--- Page extract ---
The constant adjustments to the political alliances between the Classic Maya kingdoms as interpreted from the hieroglyphic record makes it necessary that, in order to understand how the geopolitical map of the Maya Lowlands fluctuated through time, we need to develop a model of the territorial extent of these polities that (1) takes into account the characteristics of the physical terrain, and (2) that can identify the factors involved in the preservation and maintenance of this territorial extent.

First, considering that we are dealing with what was mostly a pedestrian society, the natural barriers that the landscape presents will determine the area that can be optimally serviced by a centre. To address this first condition I took advantage of the capabilities that GIS offers to model movement across the terrain in order to define the potential boundaries between the centres.

The second condition represents the thrust of this article. I have argued that subsidiary centres located along strategic points on the landscape were instrumental in the maintenance of the boundaries between polities, and that the political importance of these sites is reflected in the efforts made by the kings of these polities to retain the loyalty of the rulers of their subservient centres.

The major warfare events between Pomoná and Piedras Negras in AD 792 and 794 were used to exemplify the importance of these subsidiary centres. The possible attack route from Piedras Negras required access through one of the few natural passes that exist between the Upper Usumacinta mountain range and the coastal plains. Such access is located in the Redención del Campesino valley. However, a site of this nature was not known to exist in this valley. I took advantage of the spatial modelling capabilities of GIS, and a probability model based on Dempster-Shafer Theory was designed to identify the areas of high potential where the presence of this type of site may occur.

During the Redención del Campesino Archaeological Survey the valley was intensively surveyed with the intent of proving on the ground this site prediction model. The survey tracks were established in accordance with the high probability areas identified by the model. Of the sites visited only four were in close proximity to the high probability areas. The first, Santa Rosa, represents a site which, although it may have been of certain ritual importance, certainly did not constitute a political centre. The second, Agua Sucia, consisted of a couple of mounds that perhaps functioned as a checkpoint for incoming-outgoing traffic. The third site, San Arturo, although a more complex multi-structure site was definitely not a centre of administrative importance - rather more of a residential outlier. On the other hand, the site of Álvaro Obregón 2 proved to be a site of quite impressive masonry structures, thus suggesting a focal role. Álvaro Obregón 2's strategic positioning gives the site a commanding view of the valley from where it could have controlled traffic, while at the same time the steep hill on which it is located makes it easily defendable.

--- Problems to work on ---
**A)** According to the Maya boundaries article, in which years did the major warfare events between Pomoná and Piedras Negras take place?
**B)** Please reproduce the stretch of the Maya boundaries article from "The constant adjustments" through "this territorial extent.".
The entries after this point are separate material, not part of the Maya boundaries article.

--- Material shown ---
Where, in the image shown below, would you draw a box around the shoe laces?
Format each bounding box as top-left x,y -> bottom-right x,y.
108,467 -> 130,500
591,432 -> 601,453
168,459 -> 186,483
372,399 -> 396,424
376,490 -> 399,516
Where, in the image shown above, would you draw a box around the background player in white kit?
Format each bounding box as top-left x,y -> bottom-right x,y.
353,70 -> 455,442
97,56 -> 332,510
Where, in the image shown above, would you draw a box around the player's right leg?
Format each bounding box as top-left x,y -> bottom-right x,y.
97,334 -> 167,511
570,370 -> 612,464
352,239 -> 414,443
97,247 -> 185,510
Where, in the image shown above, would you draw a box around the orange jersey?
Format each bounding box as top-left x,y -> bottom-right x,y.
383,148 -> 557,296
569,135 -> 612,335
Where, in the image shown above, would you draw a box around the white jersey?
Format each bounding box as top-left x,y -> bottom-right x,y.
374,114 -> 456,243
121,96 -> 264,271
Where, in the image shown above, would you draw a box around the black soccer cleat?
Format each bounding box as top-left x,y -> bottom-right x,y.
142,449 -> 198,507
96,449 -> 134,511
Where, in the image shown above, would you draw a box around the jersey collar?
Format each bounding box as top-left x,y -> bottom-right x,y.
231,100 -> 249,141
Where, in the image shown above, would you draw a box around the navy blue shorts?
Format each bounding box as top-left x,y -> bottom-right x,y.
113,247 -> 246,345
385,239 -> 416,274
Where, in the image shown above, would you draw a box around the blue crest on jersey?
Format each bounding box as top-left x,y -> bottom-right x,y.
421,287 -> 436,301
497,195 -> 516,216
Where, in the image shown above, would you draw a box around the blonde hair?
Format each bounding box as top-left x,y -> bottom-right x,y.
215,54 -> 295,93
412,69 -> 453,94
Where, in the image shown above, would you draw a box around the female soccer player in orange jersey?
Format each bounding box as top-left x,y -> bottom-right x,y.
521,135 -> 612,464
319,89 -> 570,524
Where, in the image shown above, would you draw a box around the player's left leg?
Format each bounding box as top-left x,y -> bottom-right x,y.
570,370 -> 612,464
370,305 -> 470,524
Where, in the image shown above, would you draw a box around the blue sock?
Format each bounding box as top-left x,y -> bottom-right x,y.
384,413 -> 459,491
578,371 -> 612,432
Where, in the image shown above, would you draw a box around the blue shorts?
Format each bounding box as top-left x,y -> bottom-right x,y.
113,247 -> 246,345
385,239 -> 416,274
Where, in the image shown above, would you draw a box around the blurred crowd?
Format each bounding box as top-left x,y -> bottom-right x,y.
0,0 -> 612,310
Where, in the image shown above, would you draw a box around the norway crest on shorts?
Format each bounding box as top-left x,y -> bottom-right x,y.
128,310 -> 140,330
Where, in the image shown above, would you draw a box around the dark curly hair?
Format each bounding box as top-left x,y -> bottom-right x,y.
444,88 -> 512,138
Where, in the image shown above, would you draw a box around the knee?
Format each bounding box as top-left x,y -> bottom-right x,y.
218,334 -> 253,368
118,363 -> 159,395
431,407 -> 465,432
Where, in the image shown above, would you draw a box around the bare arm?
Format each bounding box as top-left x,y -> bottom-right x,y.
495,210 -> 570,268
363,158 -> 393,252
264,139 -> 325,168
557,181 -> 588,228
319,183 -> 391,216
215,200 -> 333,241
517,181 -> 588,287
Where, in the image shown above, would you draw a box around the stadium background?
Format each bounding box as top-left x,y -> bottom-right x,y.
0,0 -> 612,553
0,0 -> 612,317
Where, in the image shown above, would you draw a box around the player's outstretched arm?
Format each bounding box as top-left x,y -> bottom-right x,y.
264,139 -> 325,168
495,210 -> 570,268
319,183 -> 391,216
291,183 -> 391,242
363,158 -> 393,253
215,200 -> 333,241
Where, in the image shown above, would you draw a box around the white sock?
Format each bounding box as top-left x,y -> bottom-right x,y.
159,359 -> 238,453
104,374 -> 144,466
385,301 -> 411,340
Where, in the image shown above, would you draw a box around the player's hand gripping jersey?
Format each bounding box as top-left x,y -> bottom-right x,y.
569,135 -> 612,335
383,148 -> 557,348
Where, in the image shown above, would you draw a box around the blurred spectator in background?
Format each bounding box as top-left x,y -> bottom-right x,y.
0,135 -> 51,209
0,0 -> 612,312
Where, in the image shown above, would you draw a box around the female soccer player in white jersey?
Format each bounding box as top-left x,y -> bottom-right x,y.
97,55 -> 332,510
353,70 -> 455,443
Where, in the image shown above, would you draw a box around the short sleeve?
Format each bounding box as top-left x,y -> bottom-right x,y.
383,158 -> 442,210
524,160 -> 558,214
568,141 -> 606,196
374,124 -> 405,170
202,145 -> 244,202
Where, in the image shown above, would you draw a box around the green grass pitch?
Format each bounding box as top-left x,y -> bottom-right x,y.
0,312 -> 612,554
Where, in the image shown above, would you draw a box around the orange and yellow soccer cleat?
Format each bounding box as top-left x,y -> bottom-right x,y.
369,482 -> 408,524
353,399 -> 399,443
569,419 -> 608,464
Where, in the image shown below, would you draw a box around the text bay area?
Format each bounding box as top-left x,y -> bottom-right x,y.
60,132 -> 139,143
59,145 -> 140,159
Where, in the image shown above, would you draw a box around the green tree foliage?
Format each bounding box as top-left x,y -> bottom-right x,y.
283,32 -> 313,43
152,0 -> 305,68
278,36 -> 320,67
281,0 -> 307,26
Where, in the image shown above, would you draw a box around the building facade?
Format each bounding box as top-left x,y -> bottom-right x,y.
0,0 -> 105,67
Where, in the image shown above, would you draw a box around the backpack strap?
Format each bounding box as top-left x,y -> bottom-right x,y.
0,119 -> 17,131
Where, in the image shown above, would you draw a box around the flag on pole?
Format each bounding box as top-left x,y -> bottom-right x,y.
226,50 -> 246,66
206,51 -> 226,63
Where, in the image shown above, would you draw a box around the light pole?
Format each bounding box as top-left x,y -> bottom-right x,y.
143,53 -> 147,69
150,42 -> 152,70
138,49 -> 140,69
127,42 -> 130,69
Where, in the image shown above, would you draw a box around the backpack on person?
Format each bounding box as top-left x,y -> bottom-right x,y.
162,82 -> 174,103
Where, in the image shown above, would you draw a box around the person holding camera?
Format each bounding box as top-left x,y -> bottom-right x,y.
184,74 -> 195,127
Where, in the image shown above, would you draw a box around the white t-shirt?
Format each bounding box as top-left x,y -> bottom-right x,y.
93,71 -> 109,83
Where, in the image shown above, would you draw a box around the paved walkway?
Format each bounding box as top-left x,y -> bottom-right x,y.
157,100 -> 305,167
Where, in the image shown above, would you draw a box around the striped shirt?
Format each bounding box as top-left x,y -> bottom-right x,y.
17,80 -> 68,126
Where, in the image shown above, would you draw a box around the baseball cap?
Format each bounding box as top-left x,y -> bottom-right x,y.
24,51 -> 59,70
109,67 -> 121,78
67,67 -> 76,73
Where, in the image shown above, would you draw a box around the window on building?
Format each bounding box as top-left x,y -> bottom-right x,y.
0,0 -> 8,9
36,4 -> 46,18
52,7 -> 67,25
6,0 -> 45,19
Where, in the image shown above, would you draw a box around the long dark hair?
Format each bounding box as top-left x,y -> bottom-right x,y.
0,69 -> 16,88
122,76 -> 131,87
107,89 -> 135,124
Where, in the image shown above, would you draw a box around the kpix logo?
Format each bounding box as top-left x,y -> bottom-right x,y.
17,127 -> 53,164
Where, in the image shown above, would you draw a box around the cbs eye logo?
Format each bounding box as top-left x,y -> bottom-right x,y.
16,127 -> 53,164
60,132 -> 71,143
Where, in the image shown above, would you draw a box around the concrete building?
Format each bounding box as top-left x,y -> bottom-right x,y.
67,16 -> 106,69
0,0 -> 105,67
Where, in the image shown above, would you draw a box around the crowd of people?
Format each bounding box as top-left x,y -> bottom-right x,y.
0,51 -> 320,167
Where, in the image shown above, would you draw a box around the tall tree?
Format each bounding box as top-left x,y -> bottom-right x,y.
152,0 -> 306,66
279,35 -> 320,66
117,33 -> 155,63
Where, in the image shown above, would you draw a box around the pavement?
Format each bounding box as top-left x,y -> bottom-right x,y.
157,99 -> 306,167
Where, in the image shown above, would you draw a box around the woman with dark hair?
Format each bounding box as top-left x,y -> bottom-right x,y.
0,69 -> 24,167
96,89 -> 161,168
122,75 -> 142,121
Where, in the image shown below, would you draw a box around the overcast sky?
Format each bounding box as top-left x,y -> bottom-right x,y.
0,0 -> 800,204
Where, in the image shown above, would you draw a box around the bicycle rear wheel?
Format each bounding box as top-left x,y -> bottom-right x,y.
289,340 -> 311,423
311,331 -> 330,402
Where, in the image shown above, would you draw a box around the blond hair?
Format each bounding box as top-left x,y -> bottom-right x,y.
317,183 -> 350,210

--- Expected outputs ---
**A)** AD 792 and 794.

**B)**
The constant adjustments to the political alliances between the Classic Maya kingdoms as interpreted from the hieroglyphic record makes it necessary that, in order to understand how the geopolitical map of the Maya Lowlands fluctuated through time, we need to develop a model of the territorial extent of these polities that (1) takes into account the characteristics of the physical terrain, and (2) that can identify the factors involved in the preservation and maintenance of this territorial extent.